Retype all entries exactly as they stand, excluding pictures.

#### RECORDS SUPPLIED ####

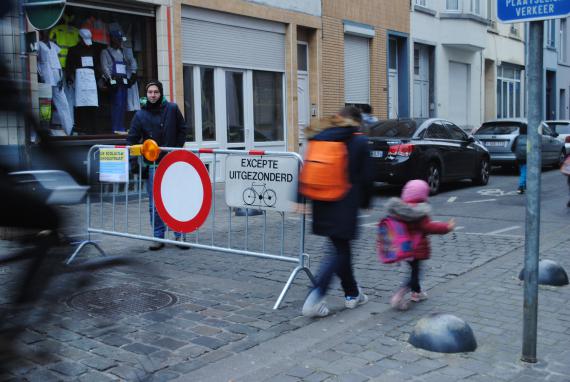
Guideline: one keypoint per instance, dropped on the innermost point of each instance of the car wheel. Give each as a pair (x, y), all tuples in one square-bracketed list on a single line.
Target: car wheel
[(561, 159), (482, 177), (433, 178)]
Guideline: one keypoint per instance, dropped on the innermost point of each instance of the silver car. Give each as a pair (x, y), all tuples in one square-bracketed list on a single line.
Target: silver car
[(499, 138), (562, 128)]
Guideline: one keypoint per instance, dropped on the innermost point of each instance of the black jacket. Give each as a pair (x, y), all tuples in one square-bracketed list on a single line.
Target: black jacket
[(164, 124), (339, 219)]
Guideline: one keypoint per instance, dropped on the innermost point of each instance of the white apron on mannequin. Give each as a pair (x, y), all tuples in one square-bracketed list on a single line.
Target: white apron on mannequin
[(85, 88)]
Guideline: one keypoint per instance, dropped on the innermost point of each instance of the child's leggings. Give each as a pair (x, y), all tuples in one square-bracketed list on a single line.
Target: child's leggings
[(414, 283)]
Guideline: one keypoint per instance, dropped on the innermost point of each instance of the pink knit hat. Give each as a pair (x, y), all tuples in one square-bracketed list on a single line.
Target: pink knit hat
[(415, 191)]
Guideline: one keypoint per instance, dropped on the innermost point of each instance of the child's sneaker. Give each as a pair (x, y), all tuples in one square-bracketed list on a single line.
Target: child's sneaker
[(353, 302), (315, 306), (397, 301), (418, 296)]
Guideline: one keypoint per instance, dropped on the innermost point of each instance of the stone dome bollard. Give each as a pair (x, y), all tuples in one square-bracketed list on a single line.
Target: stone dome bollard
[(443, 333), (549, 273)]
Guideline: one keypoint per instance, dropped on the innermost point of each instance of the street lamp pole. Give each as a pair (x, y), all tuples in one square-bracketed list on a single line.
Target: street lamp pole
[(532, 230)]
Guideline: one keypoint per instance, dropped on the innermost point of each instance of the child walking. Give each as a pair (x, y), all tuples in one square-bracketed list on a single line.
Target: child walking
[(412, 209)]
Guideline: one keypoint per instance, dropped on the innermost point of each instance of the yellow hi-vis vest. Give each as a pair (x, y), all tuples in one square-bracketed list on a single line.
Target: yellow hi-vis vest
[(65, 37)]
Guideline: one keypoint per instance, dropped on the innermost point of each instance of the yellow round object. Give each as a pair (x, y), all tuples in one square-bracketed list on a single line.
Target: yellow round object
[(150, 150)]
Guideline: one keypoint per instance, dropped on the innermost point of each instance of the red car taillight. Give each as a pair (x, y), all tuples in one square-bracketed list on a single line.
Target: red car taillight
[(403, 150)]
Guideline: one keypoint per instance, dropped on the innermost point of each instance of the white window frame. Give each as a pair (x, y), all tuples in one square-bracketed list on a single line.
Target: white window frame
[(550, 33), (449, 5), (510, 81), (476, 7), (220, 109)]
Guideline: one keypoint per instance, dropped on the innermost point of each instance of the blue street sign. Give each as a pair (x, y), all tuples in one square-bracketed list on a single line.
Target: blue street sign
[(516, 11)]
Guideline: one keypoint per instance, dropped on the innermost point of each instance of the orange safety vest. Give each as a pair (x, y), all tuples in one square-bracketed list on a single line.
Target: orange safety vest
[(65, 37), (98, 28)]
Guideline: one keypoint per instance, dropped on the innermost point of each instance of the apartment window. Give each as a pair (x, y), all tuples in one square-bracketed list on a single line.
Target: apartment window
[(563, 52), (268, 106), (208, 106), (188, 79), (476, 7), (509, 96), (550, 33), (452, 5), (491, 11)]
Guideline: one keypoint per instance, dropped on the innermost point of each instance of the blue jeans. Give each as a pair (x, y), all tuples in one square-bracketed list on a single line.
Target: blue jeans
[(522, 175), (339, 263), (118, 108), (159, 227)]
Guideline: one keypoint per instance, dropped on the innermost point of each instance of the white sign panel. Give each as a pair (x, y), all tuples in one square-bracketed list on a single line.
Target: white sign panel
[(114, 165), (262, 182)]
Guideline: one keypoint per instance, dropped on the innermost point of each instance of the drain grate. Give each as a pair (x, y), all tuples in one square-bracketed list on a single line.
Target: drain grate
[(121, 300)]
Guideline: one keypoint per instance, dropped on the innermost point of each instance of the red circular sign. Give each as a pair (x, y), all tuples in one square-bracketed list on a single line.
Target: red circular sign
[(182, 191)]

####

-- RESPONSE TO THIS TASK --
Guideline: one keypoint per instance, dropped on the innermost point of each instance of the car wheel. Give each as a pair (x, y), all tuples in one square-bracketed list on a single line.
Target: car wheel
[(561, 159), (482, 177), (433, 178)]
Guideline: one keypoint per instance, dropped on the innermost point of each instance of the silver car. Give each as a pair (x, y), all tuples in one square-bracketed list on a single line.
Target: silver car
[(499, 138), (562, 128)]
Guideline: one keypoint per instance, dropped on the innermost point of each instance of the black jacket. Give each as a pair (x, y), all tuples in one square-bracketed list on a single line.
Target: black jacket
[(164, 124), (339, 219)]
Guideline: one keypoint per instance, dropped on the innermost point of each instance of the white apron on mannequin. Give each as a pair (x, y), all tuples in one square-bracketed list on a single line.
Target: white apron on mannequin
[(85, 88)]
Guideline: one keypoint per instance, dropped on the innermost point of each instance of the child's leggings. Give each as a pair (x, y), all tuples in one square-bracketed list on a single line.
Target: child's leggings
[(414, 283)]
Guideline: one keypoint per instance, dropped on the innermost point of each instance of the pink knit hat. Give each as a pair (x, y), all tuples in one square-bracketed list on a single line.
Target: pink knit hat
[(415, 191)]
Guideline: one keypoint per instance, dropped on the innermost point of each instance of the child's sneaker. Give each as a pair (x, y), all tuples in one square-bracketed list on a single line.
Target: child's sneaker
[(353, 302), (315, 306), (397, 301), (418, 296)]
Guideline: one keypoint per instance, dropped on the innermost point of each instance of the stone dome bollard. Give each as a pair (x, y), all tuples in one square-bracketed list on a single line.
Target: stone dome bollard
[(443, 333), (549, 273)]
Guideline: one keypoint per instance, dropped on the innermost point of each instance of the street lamp pole. Give each as a pair (x, y), all tuples in one square-bracketed list on a single line.
Target: street lamp pole
[(532, 230)]
Guideline: one keypoint per instance, dropped on the innermost point of each instance of the child walking. Give each as a pair (x, y), all tuples in one square-bracketed list on a single line.
Target: child walking
[(412, 209)]
Guideline: one keypoint per instance, dropped on the innermost point of each instance of the yellow hi-vis vest. Give each as a pair (x, y), all tuples in one square-bracketed list on a single line.
Target: yellow hi-vis vest
[(65, 37)]
Guideline: one keypoint per instance, dropped on the innermost point of each instance of the yellow round object. Give each as a pair (x, y), all tuples in one square-bracketed list on a single line.
Target: yellow round object
[(150, 150)]
Guideline: one keypoint per instance, dropped on the innermost point of each instance of the red car taillight. Give each as a pair (x, y), all tuples in one square-bracketed list on a single line.
Target: red car taillight
[(403, 150)]
Guideline: one keypoint per instance, dropped on the innermost point of each instance of the white window frame. Give each as a pair (x, y), all tuples in one square-bracketed list on a single line.
Target: white window frame
[(550, 33), (449, 5), (510, 81), (476, 7), (220, 109)]
Guideline: one keypoint per instance, dropped on the innermost point of each instance of the blue street sign. Give each as a pair (x, y), all tuples in one square-bracketed list on a single line.
Target: blue street sign
[(516, 11)]
Guideline: one keypoint per instance, dropped on the innermost point of each instance of the orange safety vest. Give each as a pair (x, y), all tuples in one square-bracketed list on a single line.
Target: orange safety vest
[(65, 37), (98, 28)]
Guideline: one keypoint per instance, dropped on the innermost point of each instance of the apartment window. Give each as a pair (x, y), all tuples in one square-bracketed list on a single line.
Target: apartment window
[(563, 52), (268, 106), (208, 106), (188, 79), (476, 7), (509, 96), (550, 33), (452, 5), (491, 11)]
Guideline: one keypoint per instance, dropped on the innermost point of each instance of the blue jeans. Give each as a pair (x, y), all tuples in one square-bracketed list on a single line.
Target: blue jeans
[(522, 175), (339, 263), (118, 108), (159, 227)]
Guideline: one keypoint per instance, dropped on the innermost point of each instance of the white sign panel. Give each as a pair (x, y), all tuples in one square-bracketed list on a single line.
Target: white sign panel
[(114, 165), (262, 182)]
Guideline: one keypoint per instance, dropped on the innermost point of each instance of the drain grate. Give each as a pair (x, y), all tuples in one square-bracketed list on a single line.
Target: drain grate
[(121, 300)]
Guideline: one keypoint per instance, dropped on the innermost point of each instance of the red circular sign. Give each as a pair (x, y), all tuples in one square-bracketed list on a single line.
Target: red circular sign
[(182, 191)]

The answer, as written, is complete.